• [WORK REQUEST]: Skip the images and return the records below exactly.

• [ENTRIES SHOWN]:
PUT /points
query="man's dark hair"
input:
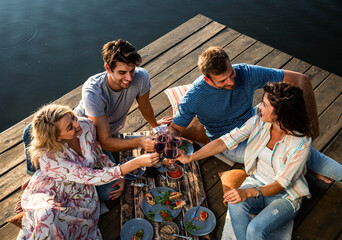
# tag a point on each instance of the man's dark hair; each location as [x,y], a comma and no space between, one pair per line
[120,51]
[214,61]
[289,106]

• [TASK OUTPUT]:
PUT /points
query="man's dark hair"
input:
# tag a point on each instance of the man's dark hair; each location as [x,y], a comma and no space between, one pair per line
[120,51]
[214,61]
[289,106]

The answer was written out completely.